Tasks to carry out:
[1] According to the biography of Jerry Silverman, how many of his books have been published?
[2] Extend the biography of Jerry Silverman beyond its final sentence.

= Jerry Silverman =

American folksinger, guitar teacher and author (born 1931)

Jerry Silverman (born 1931) is an American folksinger, guitar teacher and author of music books. He has had over 200 books published, which have sold in the millions, including folk song collections, anthologies and method books for the guitar, banjo and fiddle. He has taught guitar to hundreds of students. He has presented concerts and lectures at schools, universities and concert halls in the U.S. and abroad.

Source material:
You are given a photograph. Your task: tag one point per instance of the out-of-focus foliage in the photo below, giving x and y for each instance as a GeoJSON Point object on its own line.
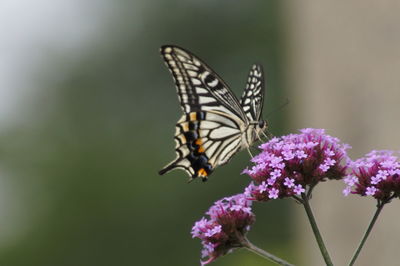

Answers for the exercise:
[1] Over 200.

[2]
Among his notable books are the two volumes of The Folksinger's Guitar Guide for Oak Publications in 1962 and '64; The Undying Flame: Ballads and Songs of the Holocaust’’ (Syracuse University Press, 2002), which contains 110 songs in 16 languages - Yiddish, German, Hebrew,Spanish, French, Dutch, Italian, Ladino, Serbo-Croatian, Greek, Norwegian, Czech, Polish, Russian, Hungarian and English. The songs include the works of concentration camp prisoners and inhabitants of the ghettos of Eastern Europe as well anti-Fascist anthems inspired by the Spanish Civil War, Red Army songs, and songs of Resistance fighters; New York Sings – 400 Years of the Empire State in Song (reviewed by his friend and colleague Pete Seeger). Seeger and Silverman were both editors at Sing Out! A Folk Music Magazine in the 1960s.; The Baseball Songbook – Songs and Images from the Early Years of America’s Favorite Pastime; The Folk Song Encyclopedia (a two volume compilation of over 1,000 folk songs; words, music and guitar chords); The Complete Book of Bach Chorales (translated into English); Ballads and Songs of the Civil War (piano-vocal with guitar chords); The Guitar Player's Guide and Almanac (a combined method book and survey of musical, technical and anecdotal information); Of Thee I Sing (patriotic American songs from the Revolutionary War to the present).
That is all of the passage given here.